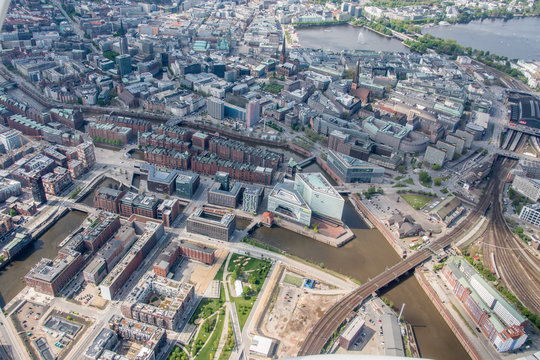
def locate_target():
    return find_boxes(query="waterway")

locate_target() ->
[81,177,120,207]
[0,211,86,306]
[296,24,409,52]
[422,17,540,60]
[252,201,469,360]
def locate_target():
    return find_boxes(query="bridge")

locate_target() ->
[298,156,317,169]
[298,156,515,356]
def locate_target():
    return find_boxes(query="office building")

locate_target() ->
[141,164,178,195]
[519,204,540,226]
[512,176,540,202]
[214,171,230,191]
[267,183,311,226]
[186,207,236,241]
[30,172,47,205]
[119,192,159,219]
[206,97,225,120]
[176,171,201,199]
[116,54,132,76]
[99,215,165,300]
[0,178,22,202]
[24,251,83,296]
[242,184,264,214]
[246,100,261,127]
[443,256,528,352]
[208,183,242,209]
[294,173,345,220]
[424,145,447,166]
[327,150,384,183]
[0,129,23,152]
[94,186,126,214]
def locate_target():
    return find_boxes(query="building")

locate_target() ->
[119,192,159,219]
[186,207,236,241]
[294,173,345,220]
[443,256,528,352]
[77,142,96,169]
[24,250,83,296]
[339,316,364,350]
[83,256,107,285]
[141,164,178,195]
[424,145,447,166]
[246,100,261,127]
[176,171,201,199]
[157,199,180,227]
[214,171,230,191]
[0,178,22,202]
[327,150,384,183]
[519,204,540,226]
[42,166,72,195]
[267,183,311,226]
[0,129,23,152]
[121,275,194,330]
[242,184,264,214]
[208,183,242,209]
[30,172,47,205]
[206,97,225,120]
[512,176,540,202]
[116,54,132,76]
[94,186,126,214]
[99,215,165,300]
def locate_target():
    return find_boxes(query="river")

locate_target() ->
[252,201,469,360]
[296,25,409,52]
[0,211,86,306]
[422,17,540,60]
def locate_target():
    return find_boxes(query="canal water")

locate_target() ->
[252,201,469,360]
[296,25,409,52]
[81,177,120,206]
[422,17,540,60]
[0,210,86,306]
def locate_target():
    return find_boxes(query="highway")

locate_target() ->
[298,157,515,356]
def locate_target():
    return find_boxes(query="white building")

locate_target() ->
[512,176,540,202]
[519,204,540,226]
[294,173,345,220]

-.-.-

Task -> Please quote all of the rows above word for word, leaving the pictures out of your answer.

The completed task ->
def locate_target():
    return find_boxes(query="waterway")

locate_target() ->
[81,177,120,207]
[0,211,86,306]
[296,24,409,52]
[422,17,540,60]
[252,201,469,360]
def locate_target():
    return find_boxes(query="bridge")

locate_target() ->
[298,156,317,169]
[298,156,515,356]
def locate_target():
    return find_boxes(query="office building")

locate_target() ->
[141,164,178,195]
[519,204,540,226]
[512,176,540,202]
[214,171,230,191]
[267,183,311,226]
[186,207,236,241]
[30,172,47,205]
[119,192,159,219]
[206,97,225,120]
[176,171,201,199]
[116,54,132,76]
[99,215,165,300]
[0,178,22,202]
[24,251,83,296]
[242,184,264,214]
[246,100,261,127]
[443,256,528,352]
[208,183,242,209]
[294,173,345,220]
[424,145,447,166]
[327,150,384,183]
[0,129,23,152]
[94,186,126,214]
def locate_target():
    return find_boxes(query="building")

locate_target() ->
[119,192,159,219]
[186,207,236,241]
[294,173,345,220]
[443,256,528,352]
[77,142,96,169]
[24,250,83,296]
[339,316,364,350]
[83,256,107,285]
[141,164,178,195]
[424,145,447,166]
[246,100,261,127]
[176,171,201,199]
[157,199,180,227]
[214,171,230,191]
[0,178,22,202]
[327,150,384,183]
[519,204,540,226]
[42,166,72,195]
[267,183,311,226]
[0,129,23,152]
[121,275,194,330]
[242,184,264,214]
[208,183,242,209]
[30,172,47,205]
[206,97,225,120]
[512,176,540,202]
[116,54,132,76]
[94,186,126,214]
[99,215,165,300]
def locate_target():
    return find_boxes(query="river")

locate_target() ->
[252,201,469,360]
[296,25,409,52]
[0,211,86,306]
[422,17,540,60]
def locate_target():
    return find_boxes(query="canal water")

locate_target() ->
[252,201,469,360]
[296,25,409,52]
[81,177,120,206]
[422,17,540,60]
[0,210,86,306]
def locate_target():
    return find_boxes(query="highway")

locate_target() ->
[298,157,515,356]
def locate_target():
    return find_boxes(query="white building")

locate_target() ->
[512,176,540,202]
[519,204,540,226]
[294,173,345,220]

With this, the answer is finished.